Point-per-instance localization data
>>
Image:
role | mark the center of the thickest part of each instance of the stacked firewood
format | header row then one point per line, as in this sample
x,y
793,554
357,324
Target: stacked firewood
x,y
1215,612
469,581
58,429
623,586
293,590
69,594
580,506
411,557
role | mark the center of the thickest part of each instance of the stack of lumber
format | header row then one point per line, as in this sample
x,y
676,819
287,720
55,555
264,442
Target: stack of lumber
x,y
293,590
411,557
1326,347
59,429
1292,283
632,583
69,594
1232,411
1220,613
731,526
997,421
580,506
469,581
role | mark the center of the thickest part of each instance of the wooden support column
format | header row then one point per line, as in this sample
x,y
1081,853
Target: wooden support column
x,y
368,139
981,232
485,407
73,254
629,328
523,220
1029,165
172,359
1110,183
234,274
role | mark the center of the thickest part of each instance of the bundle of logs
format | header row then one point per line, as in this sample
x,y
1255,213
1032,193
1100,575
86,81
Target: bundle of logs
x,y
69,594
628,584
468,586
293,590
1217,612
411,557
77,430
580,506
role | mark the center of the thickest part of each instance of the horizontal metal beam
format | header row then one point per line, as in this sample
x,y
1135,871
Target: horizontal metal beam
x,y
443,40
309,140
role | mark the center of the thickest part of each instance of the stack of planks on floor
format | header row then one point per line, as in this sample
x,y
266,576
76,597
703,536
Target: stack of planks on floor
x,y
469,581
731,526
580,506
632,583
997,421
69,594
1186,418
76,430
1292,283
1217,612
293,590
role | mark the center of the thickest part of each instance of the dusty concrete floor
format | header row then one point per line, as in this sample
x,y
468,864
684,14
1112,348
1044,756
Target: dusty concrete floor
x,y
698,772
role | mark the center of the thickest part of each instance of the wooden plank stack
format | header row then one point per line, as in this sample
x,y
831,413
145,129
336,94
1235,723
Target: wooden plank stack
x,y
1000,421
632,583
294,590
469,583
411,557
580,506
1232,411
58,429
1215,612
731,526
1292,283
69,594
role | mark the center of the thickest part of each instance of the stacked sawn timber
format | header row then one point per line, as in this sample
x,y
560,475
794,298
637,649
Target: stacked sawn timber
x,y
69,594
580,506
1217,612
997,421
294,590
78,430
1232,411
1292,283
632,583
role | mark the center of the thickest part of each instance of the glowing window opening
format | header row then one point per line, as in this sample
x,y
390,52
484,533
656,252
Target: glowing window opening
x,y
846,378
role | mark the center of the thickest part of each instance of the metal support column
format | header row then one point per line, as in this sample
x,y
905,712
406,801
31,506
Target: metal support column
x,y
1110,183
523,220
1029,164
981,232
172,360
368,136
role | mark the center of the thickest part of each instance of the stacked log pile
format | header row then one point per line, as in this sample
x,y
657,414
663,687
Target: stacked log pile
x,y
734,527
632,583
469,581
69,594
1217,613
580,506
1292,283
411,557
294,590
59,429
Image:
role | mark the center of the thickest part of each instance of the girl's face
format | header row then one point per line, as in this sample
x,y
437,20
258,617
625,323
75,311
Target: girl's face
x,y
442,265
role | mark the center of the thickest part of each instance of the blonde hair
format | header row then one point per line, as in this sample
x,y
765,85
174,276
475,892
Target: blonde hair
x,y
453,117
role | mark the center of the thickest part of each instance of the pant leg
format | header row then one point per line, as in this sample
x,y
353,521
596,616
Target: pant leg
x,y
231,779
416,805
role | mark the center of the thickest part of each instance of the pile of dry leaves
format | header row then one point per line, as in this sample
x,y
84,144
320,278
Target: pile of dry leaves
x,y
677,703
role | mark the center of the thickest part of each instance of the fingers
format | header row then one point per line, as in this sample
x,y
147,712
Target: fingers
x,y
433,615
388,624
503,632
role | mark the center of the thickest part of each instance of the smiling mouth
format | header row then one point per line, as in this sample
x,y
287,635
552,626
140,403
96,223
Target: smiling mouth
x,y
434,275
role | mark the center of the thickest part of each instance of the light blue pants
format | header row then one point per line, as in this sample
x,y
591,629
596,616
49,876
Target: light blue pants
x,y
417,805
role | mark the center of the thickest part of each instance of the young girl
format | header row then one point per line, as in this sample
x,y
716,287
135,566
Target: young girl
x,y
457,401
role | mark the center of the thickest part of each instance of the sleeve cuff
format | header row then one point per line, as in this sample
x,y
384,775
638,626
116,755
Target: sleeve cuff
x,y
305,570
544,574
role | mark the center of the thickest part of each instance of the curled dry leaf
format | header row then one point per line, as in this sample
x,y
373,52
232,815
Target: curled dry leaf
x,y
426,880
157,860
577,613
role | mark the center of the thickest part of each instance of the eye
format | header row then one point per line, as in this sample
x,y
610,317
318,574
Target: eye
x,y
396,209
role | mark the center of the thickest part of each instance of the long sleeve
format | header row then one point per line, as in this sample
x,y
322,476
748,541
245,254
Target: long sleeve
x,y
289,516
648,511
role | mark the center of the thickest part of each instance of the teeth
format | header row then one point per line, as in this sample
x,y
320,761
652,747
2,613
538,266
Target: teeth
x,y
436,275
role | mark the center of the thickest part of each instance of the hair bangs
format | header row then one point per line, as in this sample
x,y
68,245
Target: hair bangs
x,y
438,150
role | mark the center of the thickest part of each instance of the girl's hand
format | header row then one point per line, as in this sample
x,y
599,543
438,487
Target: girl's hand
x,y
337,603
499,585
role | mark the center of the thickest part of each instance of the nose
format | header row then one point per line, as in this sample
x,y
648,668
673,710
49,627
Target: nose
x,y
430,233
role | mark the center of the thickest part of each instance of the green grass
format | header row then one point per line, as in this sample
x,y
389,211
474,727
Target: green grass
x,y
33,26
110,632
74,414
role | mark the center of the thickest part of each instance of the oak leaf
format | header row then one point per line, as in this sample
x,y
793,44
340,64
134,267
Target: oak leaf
<<
▶ Try it
All of the data above needs to be transcribed verbatim.

▶ Exercise output
Image:
role | mark the center of the thickest part of each instance of the stacked firewood
format | header row then one point per line, as in this sample
x,y
793,554
357,324
Target: stacked firewood
x,y
1215,612
469,581
58,429
623,586
293,590
69,594
580,506
411,557
role | mark the center of the thickest part of each instance of the stack of lumber
format | header row then one point per line, as in this sample
x,y
676,819
287,720
55,555
264,442
Target: stack of lumber
x,y
293,590
411,557
1326,347
59,429
1292,283
632,583
69,594
1232,411
1220,613
731,526
997,421
580,506
469,581
role | mark the center of the thickest part of each instance of the wooden support column
format | header row then one point per line, as in this sample
x,y
1081,853
Target: wooden support column
x,y
368,139
981,232
485,407
73,254
629,328
523,220
1029,165
172,359
1110,183
234,274
role | mark the center of the thickest part of each instance of the bundle of logs
format | header row then one point per line, as in this sample
x,y
1255,213
1032,193
1100,575
86,81
Target: bundle of logs
x,y
69,594
628,584
468,586
293,590
1217,612
411,557
77,430
580,506
role | mark the center of the thickest part of each instance of the horizontal metal beam
format | header row then one point per line, as in this sample
x,y
1135,871
Target: horizontal metal beam
x,y
443,40
309,140
role | mark the center of the thickest part of each instance of the stack of planks on floor
format | header row then one point per line, as in this sample
x,y
266,576
76,597
703,536
Target: stack of planks on floor
x,y
469,581
731,526
580,506
632,583
997,421
69,594
1186,418
76,430
1292,283
1217,612
293,590
role | mark the center of the thickest part of each instance of the dusty concrete floor
format | header row then one point per line, as in this sample
x,y
468,864
684,14
1112,348
1044,756
Target: dusty concrete floor
x,y
698,772
role | mark the center of the thickest part of each instance of the wooden plank stack
format | header row then one point per line, as in this sample
x,y
831,413
145,129
336,94
1235,723
Target: wooden plank stack
x,y
1000,421
632,583
294,590
469,583
411,557
580,506
1232,411
58,429
1215,612
731,526
1292,283
69,594
role | mark the center of the thickest part of each instance of the stacked sawn timber
format | header row then one point per line, as in this sample
x,y
560,475
794,298
637,649
Target: stacked sawn timber
x,y
69,594
580,506
1217,612
997,421
294,590
78,430
1232,411
1292,283
632,583
role | mark the center of the thickest part of each instance of the glowing window opening
format | header row then one point per line, as in this sample
x,y
390,52
484,533
656,252
Target: glowing window opening
x,y
846,378
role | mark the center of the thickest part of each instance of the metal support column
format | header row then one point per line, as in this sample
x,y
905,712
406,801
31,506
Target: metal support column
x,y
1110,183
523,220
1029,164
981,232
172,360
368,136
role | mark the center of the thickest part of each instance of the stacked log pile
format | header row then one point per line, as in this sample
x,y
657,414
663,687
Target: stacked log pile
x,y
734,527
632,583
469,581
69,594
1217,613
580,506
1292,283
411,557
294,590
59,429
Image:
role | mark the center of the thickest part of each instance of the girl's face
format | header row then one point per line, as in this sample
x,y
437,20
258,617
625,323
75,311
Target: girl's face
x,y
442,265
role | mark the center of the thickest part of each instance of the blonde hair
format | header row then one point per line, as in this sample
x,y
765,85
174,276
475,892
Target: blonde hair
x,y
453,117
role | mark the center of the thickest part of each instance of the pant leg
format | header row then one point per line, as in this sample
x,y
353,521
596,616
Target: pant leg
x,y
231,779
416,805
role | mark the center of the thickest part of each instance of the pile of dry leaves
format | header row then one point per line, as in this sample
x,y
84,144
320,278
Target: pile of dry leaves
x,y
677,703
role | mark the center of the thickest part of each instance of the fingers
format | header row then one point per line, as in this sample
x,y
147,712
Target: fingers
x,y
433,615
388,624
503,632
role | mark the center of the thickest part of each instance of the smiling mouth
format | header row then one point per line, as in this sample
x,y
287,635
552,626
140,403
96,223
Target: smiling mouth
x,y
434,275
role | mark the center of the thickest part of each instance of the light blue pants
format | header row then one point per line, as in this sample
x,y
591,629
596,616
49,876
Target: light blue pants
x,y
417,805
role | mark the center of the thickest part of each instance of the young girl
format | header row then one point per line, as in this sample
x,y
716,287
135,566
Target: young girl
x,y
457,401
role | mark the center of the thickest part of each instance of the sleeve cuff
format | header row then one point per line, as in this sample
x,y
384,775
638,626
116,755
Target: sleeve cuff
x,y
305,570
544,574
role | mark the center of the thickest part of each instance of the curled dry leaf
format | header row then one point per line, as in this sample
x,y
373,52
232,815
Target: curled dry leaf
x,y
426,880
157,860
577,613
role | mark the center of the thickest part of each instance of the eye
format | header row then one point per line, as in this sample
x,y
610,317
318,574
Target: eye
x,y
396,209
role | mark the center of the thickest part of each instance of the long sleeve
format | header row then one point per line, as in this sample
x,y
322,476
748,541
245,254
Target: long sleeve
x,y
289,516
648,511
role | mark the center of the thickest part of each instance of the teeth
format | header row then one point per line, as in this sample
x,y
320,761
652,747
2,613
538,266
Target: teeth
x,y
436,275
role | mark the center of the thickest part of each instance of the hair bangs
format | header row then one point per line, as in this sample
x,y
68,245
Target: hair bangs
x,y
438,150
role | mark the center of the thickest part of each instance of the girl's hand
format | header row then one point per line, as in this sample
x,y
599,543
438,487
Target: girl's hand
x,y
337,603
499,585
role | mark the center of the thickest part of each instance of the nose
format | header row then one point per line, as in this sample
x,y
648,668
673,710
49,627
Target: nose
x,y
430,233
role | mark the center of the thickest part of each instance of the green grass
format | header row then one point per line, as in this sample
x,y
389,211
474,727
Target: green grass
x,y
33,26
110,632
74,414
role | mark the center of the thickest part of each instance of the oak leaf
format | header row then one point per line, as in this sample
x,y
793,44
340,64
134,267
Target: oak leaf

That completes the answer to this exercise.